OBJECTIVE
Copy every one of the following items word for word.

DATA FOR THE TASK
_ _ _ _ _

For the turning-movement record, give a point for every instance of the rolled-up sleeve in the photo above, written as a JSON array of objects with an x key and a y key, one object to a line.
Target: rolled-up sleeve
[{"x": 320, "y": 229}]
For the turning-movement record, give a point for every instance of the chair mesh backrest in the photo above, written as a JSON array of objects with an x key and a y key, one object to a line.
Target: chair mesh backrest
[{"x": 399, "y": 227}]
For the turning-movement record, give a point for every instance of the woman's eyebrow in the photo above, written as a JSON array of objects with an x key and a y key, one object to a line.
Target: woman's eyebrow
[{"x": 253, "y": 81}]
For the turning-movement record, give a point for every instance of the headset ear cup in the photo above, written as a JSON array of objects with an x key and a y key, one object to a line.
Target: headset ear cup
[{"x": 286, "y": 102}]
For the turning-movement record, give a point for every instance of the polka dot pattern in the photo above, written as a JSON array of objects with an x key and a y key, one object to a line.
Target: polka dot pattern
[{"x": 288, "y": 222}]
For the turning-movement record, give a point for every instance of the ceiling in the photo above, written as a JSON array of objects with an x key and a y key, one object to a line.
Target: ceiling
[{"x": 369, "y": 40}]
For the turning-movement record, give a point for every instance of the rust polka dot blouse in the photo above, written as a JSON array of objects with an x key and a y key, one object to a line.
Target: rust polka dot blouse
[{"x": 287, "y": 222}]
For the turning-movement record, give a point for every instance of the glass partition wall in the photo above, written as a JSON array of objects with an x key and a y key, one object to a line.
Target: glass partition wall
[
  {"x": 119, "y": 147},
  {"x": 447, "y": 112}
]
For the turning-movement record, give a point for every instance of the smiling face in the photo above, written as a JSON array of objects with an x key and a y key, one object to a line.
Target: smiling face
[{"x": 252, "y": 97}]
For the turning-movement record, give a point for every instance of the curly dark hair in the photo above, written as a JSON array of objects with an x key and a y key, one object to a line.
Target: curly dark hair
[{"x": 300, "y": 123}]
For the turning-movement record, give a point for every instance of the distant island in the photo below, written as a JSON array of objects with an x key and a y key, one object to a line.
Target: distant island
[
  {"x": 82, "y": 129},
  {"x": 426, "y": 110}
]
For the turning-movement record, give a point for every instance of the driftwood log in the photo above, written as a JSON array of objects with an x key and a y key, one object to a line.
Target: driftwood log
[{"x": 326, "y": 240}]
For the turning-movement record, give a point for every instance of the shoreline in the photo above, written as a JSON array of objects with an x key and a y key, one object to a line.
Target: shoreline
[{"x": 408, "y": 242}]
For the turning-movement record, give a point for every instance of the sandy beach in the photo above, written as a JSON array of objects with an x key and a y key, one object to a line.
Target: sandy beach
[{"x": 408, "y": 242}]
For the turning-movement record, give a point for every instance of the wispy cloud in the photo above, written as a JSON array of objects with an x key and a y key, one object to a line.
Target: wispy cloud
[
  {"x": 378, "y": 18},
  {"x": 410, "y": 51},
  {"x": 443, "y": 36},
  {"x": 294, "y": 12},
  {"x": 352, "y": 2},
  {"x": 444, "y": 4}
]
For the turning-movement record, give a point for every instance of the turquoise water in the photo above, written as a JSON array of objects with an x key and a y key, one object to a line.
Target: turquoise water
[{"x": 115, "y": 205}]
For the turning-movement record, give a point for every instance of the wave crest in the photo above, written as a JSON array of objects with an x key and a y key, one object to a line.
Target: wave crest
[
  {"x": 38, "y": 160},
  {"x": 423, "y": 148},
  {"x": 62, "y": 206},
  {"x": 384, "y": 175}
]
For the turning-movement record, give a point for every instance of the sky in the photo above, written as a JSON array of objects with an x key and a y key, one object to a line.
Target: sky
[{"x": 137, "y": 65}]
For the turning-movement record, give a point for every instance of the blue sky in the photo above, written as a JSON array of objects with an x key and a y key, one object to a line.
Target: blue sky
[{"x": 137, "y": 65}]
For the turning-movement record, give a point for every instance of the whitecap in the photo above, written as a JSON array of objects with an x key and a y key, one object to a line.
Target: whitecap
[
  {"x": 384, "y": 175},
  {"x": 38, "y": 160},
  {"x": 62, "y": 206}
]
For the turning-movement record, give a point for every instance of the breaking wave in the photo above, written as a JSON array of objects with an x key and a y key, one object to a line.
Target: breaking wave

_ _ _ _ _

EXPECTED OUTPUT
For the turning-movement record, give a point for every instance of the rolled-up sleeve in the photo above, written as a JSON array of objects with an x key and a y key, one object to a line.
Target: rolled-up sleeve
[{"x": 320, "y": 229}]
For the turning-movement record, give a point for every instance of the chair mesh backrest in the photo above, written as a JSON array of objects with an x key and a y key, one object to a line.
Target: chair mesh backrest
[{"x": 399, "y": 227}]
For the turning-movement record, give a point for every instance of the woman's eyebrow in the photo above, written as a JSON array of objects with an x key and a y key, one object to a line.
Target: woman's eyebrow
[{"x": 253, "y": 81}]
For the turning-movement record, give a point for every instance of the headset ear cup in the photo above, written as a JSON array of objects with an x key and a y key, one object to a line.
Target: headset ear cup
[{"x": 286, "y": 102}]
For the turning-movement record, give a point for every instance of the polka dot pattern in the photo above, written as a JSON array of objects with an x key and a y key, one object to a line.
Target: polka dot pattern
[{"x": 288, "y": 222}]
For the turning-movement record, give a point for every instance of the ceiling in the photo above, written as a JSON array of objects with an x key and a y key, one object to a line.
Target: ceiling
[{"x": 369, "y": 40}]
For the turning-movement record, give a point for every instance of the rust polka dot blouse in the photo above, written as a JSON array of objects with an x key and a y key, one object to a line.
Target: rust polka dot blouse
[{"x": 287, "y": 222}]
For the turning-movement record, give a point for every instance of the glass partition wall in the photo above, written as a JSON array of objects with an x key and a y key, one object to a line.
Target: glass partition wall
[
  {"x": 119, "y": 147},
  {"x": 447, "y": 112}
]
For the turning-movement record, give a point for every instance of the smiling face in the photo above, written as a JSON array of objects with an x key and a y key, one object to a line.
Target: smiling face
[{"x": 252, "y": 97}]
For the turning-movement record, give a point for every instance of the curly dark hair in the photo above, written as a JSON array of objects with an x key and a y key, one object to a line.
Target: curly dark hair
[{"x": 300, "y": 123}]
For the turning-movement record, give a point for every instance of the distant island in the photo below, written as a JSON array of objects with an x key and a y key, one object to a line.
Target: distant island
[
  {"x": 82, "y": 129},
  {"x": 426, "y": 110}
]
For the turning-movement record, give a point for every instance of the driftwood log in the photo above, written as a JSON array of objects with an x key and a y key, one object to a line.
Target: driftwood log
[{"x": 326, "y": 240}]
For the turning-movement record, give a point for every instance of the shoreline in the photo above, written as a JSON array of objects with an x key and a y key, one object to a line.
Target: shoreline
[{"x": 408, "y": 242}]
For the turning-movement record, give a point for every instance of the sandy beach in the photo above, written as a JSON array of objects with an x key and a y key, one object to a line.
Target: sandy beach
[{"x": 408, "y": 242}]
For the turning-movement record, give a point for every instance of the wispy cloud in the photo above, written as a JSON array of objects with an x key and a y key, one object to a line.
Target: wispy cloud
[
  {"x": 378, "y": 18},
  {"x": 410, "y": 51},
  {"x": 443, "y": 36},
  {"x": 294, "y": 12},
  {"x": 352, "y": 2},
  {"x": 444, "y": 4}
]
For the turning-movement record, give a point for every instance of the turquoise water in the photo above, written as a JSON array of objects with an x key and a y key, one object to a line.
Target: turquoise water
[{"x": 115, "y": 205}]
For the turning-movement record, give a point for every instance of the wave crest in the photo above, written as a JSON array of objects with an x key and a y key, one object to a line.
Target: wave crest
[
  {"x": 38, "y": 160},
  {"x": 423, "y": 148},
  {"x": 62, "y": 206},
  {"x": 384, "y": 175}
]
For the turning-movement record, give a point for every instance of the sky in the photo above, written as a JSON array of objects with an x key and a y key, one object to a line.
Target: sky
[{"x": 137, "y": 65}]
For the turning-movement record, give a point for every instance of the blue sky in the photo above, written as a JSON array of objects with an x key and a y key, one object to a line.
Target: blue sky
[{"x": 137, "y": 65}]
For the turning-movement record, give a point for every instance of the whitecap in the photo above, written as a JSON array of objects with an x key and a y key, one object to a line.
Target: whitecap
[
  {"x": 384, "y": 175},
  {"x": 38, "y": 160},
  {"x": 62, "y": 206}
]
For the turning-movement record, give a point for every instance of the breaking wave in the photo above, written as a JSON array of objects with an x key and a y key, one object to a line.
Target: breaking wave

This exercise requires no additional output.